━━ STUDY TEXT ━━

Tech companies and industry groups strongly oppose such moves. They argue that slowing data center approvals hands a competitive advantage to China and hurts local job creation. President Donald Trump has warned states not to put heavy rules on the AI sector. The Data Center Coalition said New York’s move would send investments and jobs to other states instead. It noted that data centers supported more than 227,000 jobs in New York and generated $5.1 billion in state and local tax revenue in 2024 alone.
This tension, between the economic pull of AI infrastructure and the real-world cost it places on grids and communities, is now a live political fight across the US.
What This Signals for Pakistan’s Data Centre Plans
Here is where this story gets interesting for Pakistani readers. While New York slams the brakes, Pakistan is actively trying to attract the same AI infrastructure investment that is now being turned away.

━━━
━━ THE DATA ━━

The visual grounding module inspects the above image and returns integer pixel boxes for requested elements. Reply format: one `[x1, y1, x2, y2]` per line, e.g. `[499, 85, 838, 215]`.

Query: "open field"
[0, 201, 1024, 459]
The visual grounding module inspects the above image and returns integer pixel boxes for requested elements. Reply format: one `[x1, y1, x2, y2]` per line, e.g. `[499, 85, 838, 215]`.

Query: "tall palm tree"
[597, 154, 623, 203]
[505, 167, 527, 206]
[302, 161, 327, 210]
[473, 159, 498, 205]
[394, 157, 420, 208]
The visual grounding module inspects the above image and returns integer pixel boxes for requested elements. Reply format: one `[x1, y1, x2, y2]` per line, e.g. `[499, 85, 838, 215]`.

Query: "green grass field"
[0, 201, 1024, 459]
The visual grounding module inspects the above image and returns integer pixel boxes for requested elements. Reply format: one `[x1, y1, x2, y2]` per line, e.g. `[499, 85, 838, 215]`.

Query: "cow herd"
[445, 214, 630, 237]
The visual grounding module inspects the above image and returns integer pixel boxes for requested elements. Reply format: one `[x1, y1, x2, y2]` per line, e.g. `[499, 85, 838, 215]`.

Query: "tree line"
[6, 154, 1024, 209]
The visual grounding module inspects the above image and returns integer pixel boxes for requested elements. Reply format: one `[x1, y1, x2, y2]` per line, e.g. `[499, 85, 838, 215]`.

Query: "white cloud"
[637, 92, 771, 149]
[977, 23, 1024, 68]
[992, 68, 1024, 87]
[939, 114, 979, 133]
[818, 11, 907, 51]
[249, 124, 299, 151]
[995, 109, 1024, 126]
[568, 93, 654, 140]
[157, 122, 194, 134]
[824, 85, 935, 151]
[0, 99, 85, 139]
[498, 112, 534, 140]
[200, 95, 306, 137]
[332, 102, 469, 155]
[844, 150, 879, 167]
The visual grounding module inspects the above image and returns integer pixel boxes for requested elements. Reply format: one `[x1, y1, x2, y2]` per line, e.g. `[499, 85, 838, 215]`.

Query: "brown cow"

━━━

- _TASKS TO COMPLETE_
A) From the data center article, extract everything from "This tension, between" down to "being turned away.".
B) According to the data center article, how much state and local tax revenue did data centers generate in New York in 2024?
C) Continue the article on New York's data center moves and Pakistan's plans from where it stops.
None of the lines are needed here.

- _RESPONSES PER TASK_
A)
This tension, between the economic pull of AI infrastructure and the real-world cost it places on grids and communities, is now a live political fight across the US.
What This Signals for Pakistan’s Data Centre Plans
Here is where this story gets interesting for Pakistani readers. While New York slams the brakes, Pakistan is actively trying to attract the same AI infrastructure investment that is now being turned away.

B) $5.1 billion.

C)
Pakistan’s government has allocated 2,000 MW of electricity to support bitcoin mining and AI data centers, driven from coal-fired plants running at low capacity. The idea is to turn a power surplus into an asset. Pakistan’s finance ministry has positioned the country as a potential data center hub, sitting between Asia, Europe, and the Middle East, with competitive energy costs and a new submarine cable landing that boosts internet connectivity.
Pakistan’s overall data center market is still small, with an installed IT load of about 23.53 MW in 2025. But it is forecast to reach 53.30 MW by 2030, a growth rate of nearly 18 percent per year. Energy, however, remains the biggest challenge Pakistan faces in building on this. As one analysis put it, energy stands out as Pakistan’s most pressing challenge for data centre growth, and long-term energy planning must become part of national technology policy.
The lesson from New York is clear: building data centers without a proper energy plan creates a crisis. Pakistan has a chance to get the framework right from the start, whether that means pairing new facilities with solar and wind power or setting clear rules about who pays for grid upgrades. The country’s wind potential in the Gharo-Keti Bandar corridor alone is estimated at 50,000 MW, which could power sustainable data infrastructure at scale.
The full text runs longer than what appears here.